→ Extract provided:
I’ll bet you can’t explain dark matter in less than one minute.
Whoa. Pretty good
Visit the Minute Physics channel for more.
I’ll bet you can’t explain dark matter in less than one minute.
Whoa. Pretty good
Visit the Minute Physics channel for more.
Ah ha! I just made a connection.
I took a university level astronomy course between junior and senior years in high school. We used a cool spectrographic image of a galaxy to measure its rotation and discovered a mystery: it (and by inference, all galaxies of similar type) rotates too fast and the relation of rotation speeds to radius is all wrong. (It’s too easy these days: http://en.wikipedia.org/wiki/Galaxy_rotation_problem )
Dark matter would account for that. So while I understood the video, I had to have some additional knowledge which not everyone has. So as a purely introductory piece, it seems to me it glossed over some important bits. That said, I hope the video is successful at getting people to ask the next questions.

→ The data:
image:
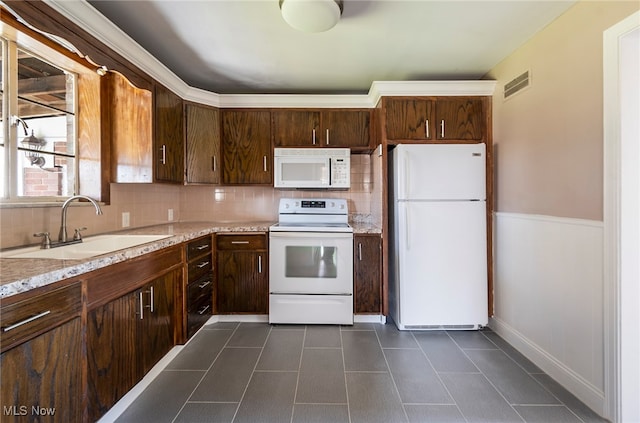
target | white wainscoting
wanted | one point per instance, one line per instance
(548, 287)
* * *
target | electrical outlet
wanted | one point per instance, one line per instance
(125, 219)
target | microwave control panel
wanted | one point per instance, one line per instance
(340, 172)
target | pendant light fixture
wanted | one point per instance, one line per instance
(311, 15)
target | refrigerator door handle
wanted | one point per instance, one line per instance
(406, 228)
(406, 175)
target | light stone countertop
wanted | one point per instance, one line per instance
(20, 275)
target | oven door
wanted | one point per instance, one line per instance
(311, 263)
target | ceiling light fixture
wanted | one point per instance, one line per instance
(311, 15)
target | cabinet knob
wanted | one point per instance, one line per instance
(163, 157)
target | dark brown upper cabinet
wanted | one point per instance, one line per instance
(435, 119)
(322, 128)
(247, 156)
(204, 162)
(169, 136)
* * *
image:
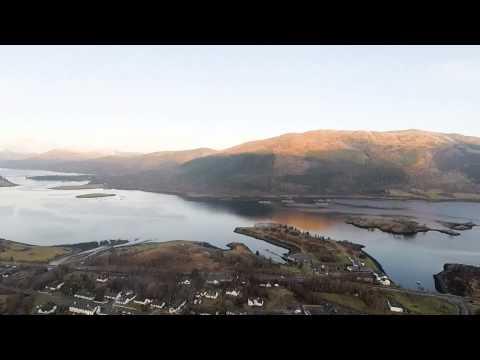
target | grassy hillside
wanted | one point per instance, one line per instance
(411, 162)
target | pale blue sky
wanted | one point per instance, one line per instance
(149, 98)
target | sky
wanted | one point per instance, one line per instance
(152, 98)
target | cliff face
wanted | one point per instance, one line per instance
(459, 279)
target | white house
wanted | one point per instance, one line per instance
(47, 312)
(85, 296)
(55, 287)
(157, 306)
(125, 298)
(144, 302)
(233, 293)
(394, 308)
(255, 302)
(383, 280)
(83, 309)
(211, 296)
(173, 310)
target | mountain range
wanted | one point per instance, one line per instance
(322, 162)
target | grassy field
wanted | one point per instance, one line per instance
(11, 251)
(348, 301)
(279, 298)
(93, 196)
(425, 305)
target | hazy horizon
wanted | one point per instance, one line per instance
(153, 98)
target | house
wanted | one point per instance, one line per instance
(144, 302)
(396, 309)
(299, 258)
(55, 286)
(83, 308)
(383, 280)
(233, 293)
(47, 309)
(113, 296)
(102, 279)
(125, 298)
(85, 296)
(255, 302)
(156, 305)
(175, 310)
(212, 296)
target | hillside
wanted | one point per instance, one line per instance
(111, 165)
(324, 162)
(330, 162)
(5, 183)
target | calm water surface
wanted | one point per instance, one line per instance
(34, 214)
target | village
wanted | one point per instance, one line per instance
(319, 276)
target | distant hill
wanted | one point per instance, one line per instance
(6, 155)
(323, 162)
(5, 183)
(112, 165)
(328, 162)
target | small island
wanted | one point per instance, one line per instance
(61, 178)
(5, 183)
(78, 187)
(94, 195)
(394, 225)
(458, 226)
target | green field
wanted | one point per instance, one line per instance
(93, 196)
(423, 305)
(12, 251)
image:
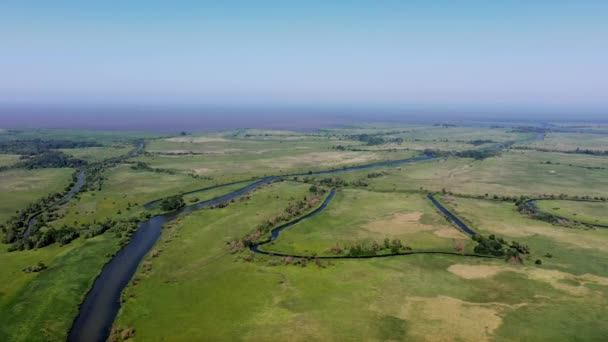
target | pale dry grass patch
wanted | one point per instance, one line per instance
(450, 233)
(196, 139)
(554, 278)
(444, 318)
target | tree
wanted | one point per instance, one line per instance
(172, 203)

→ Short task A:
Answer these questions about the dark matter page:
(i) Which channel does it point readers to for more?
(ii) When did the commenter take the university-level astronomy course?
(iii) What was used in that course to measure a galaxy's rotation?
→ Short task B:
Count the lines of the records that contain the string "light", and give only the number.
The text and the records come from unrelated sources.

→ Response A:
(i) The Minute Physics channel.
(ii) Between junior and senior years in high school.
(iii) A spectrographic image of a galaxy.

→ Response B:
3